Problem to work on: State the number of lines in the material below that contain the word "target", without any other text.

============

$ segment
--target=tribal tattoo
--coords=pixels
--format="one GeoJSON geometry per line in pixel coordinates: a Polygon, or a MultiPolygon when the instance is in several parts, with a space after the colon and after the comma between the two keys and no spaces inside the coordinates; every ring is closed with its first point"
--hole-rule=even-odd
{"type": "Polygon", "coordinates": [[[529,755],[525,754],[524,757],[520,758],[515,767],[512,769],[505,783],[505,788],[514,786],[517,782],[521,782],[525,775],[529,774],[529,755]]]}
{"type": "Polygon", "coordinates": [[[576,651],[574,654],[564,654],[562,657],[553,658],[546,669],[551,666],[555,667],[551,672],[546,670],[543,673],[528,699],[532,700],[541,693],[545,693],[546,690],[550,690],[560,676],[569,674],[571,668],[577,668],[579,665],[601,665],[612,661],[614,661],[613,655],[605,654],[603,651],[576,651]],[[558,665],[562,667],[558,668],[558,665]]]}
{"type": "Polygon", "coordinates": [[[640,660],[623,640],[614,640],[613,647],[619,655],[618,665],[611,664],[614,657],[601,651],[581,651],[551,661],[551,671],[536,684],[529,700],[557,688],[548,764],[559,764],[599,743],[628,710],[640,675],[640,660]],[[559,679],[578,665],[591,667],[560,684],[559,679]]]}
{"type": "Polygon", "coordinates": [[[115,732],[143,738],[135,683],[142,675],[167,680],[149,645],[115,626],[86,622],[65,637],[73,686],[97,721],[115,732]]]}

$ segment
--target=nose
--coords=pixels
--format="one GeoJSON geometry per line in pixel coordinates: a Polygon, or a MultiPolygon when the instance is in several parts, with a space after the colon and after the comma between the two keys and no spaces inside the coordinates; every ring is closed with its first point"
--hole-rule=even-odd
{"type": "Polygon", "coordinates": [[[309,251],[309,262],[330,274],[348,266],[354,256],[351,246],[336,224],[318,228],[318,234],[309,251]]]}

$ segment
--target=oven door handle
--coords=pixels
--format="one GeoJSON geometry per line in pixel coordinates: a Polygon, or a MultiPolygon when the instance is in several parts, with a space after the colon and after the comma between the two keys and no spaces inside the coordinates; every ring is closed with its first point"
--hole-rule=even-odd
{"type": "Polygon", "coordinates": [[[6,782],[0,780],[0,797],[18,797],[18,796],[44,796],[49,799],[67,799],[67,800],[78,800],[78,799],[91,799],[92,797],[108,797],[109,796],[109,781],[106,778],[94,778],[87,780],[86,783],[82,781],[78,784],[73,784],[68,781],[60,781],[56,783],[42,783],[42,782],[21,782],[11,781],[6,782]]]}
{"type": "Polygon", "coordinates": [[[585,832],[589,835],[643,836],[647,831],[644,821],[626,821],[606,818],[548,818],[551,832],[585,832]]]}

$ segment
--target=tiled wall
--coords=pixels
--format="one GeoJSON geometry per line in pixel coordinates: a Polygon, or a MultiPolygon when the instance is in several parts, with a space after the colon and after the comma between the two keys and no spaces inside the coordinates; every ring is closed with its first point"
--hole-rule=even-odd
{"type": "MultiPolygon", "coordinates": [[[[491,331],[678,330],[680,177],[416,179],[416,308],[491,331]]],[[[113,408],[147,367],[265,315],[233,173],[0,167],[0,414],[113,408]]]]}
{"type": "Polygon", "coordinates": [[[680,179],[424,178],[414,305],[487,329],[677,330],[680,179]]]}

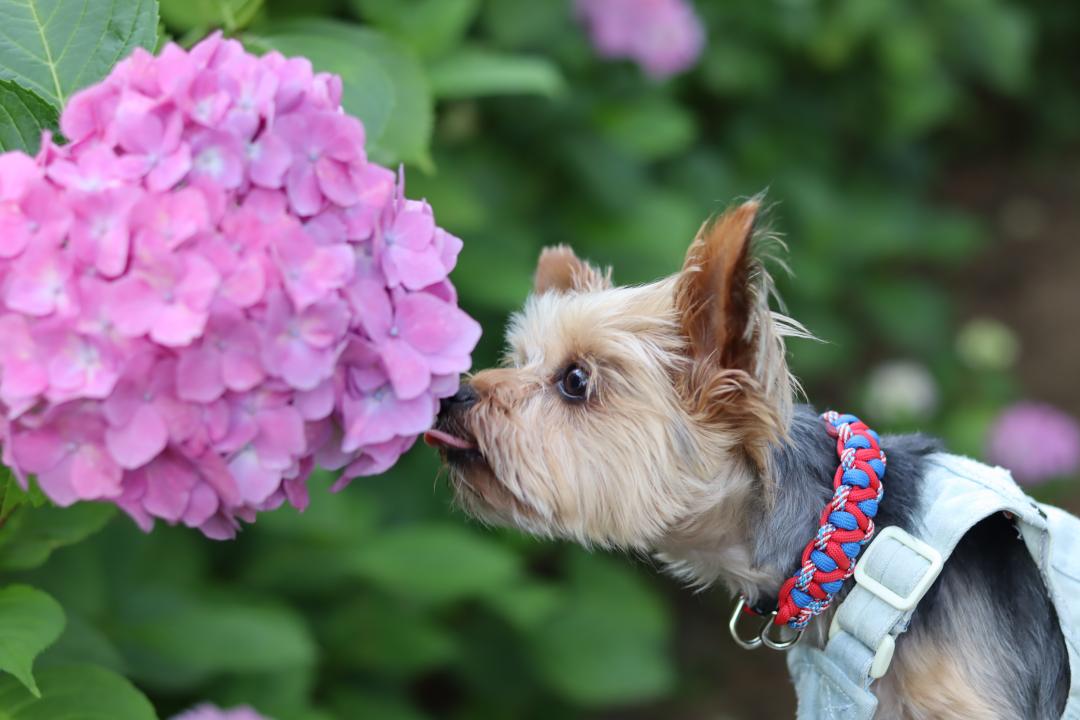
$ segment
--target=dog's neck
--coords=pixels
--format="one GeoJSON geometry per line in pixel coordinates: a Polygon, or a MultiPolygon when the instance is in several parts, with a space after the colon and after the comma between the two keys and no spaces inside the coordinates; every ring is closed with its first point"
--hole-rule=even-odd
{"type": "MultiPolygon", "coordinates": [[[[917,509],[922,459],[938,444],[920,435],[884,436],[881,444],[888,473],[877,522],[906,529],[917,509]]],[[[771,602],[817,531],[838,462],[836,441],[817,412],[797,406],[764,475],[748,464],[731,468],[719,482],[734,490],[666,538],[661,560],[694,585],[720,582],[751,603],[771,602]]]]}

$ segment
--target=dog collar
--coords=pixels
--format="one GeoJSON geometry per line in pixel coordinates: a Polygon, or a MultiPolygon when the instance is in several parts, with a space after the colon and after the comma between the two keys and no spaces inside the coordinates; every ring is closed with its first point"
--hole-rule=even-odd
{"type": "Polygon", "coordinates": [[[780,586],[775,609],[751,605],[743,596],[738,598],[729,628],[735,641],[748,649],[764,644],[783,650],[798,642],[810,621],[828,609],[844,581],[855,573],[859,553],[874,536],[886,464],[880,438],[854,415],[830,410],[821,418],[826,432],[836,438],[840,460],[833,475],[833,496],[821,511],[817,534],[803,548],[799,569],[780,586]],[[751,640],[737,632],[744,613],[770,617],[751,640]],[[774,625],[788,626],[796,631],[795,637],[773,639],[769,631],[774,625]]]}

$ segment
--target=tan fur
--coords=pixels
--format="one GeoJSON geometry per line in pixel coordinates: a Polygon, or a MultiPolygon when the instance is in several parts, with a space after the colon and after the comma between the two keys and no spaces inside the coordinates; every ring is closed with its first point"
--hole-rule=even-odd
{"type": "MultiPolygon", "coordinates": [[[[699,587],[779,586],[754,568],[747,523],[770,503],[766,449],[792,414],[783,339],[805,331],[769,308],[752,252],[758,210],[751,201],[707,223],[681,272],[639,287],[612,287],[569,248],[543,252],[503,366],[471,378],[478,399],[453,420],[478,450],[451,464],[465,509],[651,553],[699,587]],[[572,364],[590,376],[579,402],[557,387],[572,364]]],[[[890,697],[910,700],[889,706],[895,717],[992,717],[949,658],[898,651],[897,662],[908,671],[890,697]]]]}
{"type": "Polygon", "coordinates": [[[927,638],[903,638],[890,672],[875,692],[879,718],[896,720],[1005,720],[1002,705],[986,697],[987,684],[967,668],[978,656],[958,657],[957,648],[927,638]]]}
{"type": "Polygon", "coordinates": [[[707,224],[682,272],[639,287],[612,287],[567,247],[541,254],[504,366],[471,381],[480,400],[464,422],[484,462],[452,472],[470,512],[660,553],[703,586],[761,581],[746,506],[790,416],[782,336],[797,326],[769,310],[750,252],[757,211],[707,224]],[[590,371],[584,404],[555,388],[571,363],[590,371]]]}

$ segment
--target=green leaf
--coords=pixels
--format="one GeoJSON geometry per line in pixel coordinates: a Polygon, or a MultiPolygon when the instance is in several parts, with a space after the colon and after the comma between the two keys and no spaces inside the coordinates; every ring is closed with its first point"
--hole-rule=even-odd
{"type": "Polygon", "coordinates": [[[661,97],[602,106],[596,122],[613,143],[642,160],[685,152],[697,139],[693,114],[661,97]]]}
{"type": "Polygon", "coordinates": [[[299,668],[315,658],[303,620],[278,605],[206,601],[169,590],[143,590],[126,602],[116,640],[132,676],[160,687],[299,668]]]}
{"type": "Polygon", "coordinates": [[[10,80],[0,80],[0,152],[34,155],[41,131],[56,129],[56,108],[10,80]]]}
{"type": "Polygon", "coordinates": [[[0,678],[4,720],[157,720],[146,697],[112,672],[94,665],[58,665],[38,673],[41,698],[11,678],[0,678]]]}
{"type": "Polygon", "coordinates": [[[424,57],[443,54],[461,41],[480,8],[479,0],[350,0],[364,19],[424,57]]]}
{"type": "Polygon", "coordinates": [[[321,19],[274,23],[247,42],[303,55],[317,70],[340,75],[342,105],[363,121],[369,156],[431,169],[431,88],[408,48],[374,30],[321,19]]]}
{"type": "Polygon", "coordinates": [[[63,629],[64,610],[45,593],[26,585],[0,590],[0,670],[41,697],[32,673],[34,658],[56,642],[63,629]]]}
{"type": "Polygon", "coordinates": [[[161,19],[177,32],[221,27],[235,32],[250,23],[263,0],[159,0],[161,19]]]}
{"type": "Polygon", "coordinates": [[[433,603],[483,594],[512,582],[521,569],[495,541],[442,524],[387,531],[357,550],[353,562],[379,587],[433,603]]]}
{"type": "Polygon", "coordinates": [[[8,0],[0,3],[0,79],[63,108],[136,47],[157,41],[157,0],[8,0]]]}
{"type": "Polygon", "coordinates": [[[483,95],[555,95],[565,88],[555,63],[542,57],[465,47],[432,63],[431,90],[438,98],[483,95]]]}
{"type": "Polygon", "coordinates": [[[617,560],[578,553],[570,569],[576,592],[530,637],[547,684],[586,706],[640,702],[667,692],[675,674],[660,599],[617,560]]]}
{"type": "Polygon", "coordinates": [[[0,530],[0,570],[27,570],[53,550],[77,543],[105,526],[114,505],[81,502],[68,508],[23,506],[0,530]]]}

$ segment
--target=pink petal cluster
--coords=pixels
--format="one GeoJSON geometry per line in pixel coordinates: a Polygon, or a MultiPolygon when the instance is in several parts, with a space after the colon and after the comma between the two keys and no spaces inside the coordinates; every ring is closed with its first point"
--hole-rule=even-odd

============

Finished exercise: 9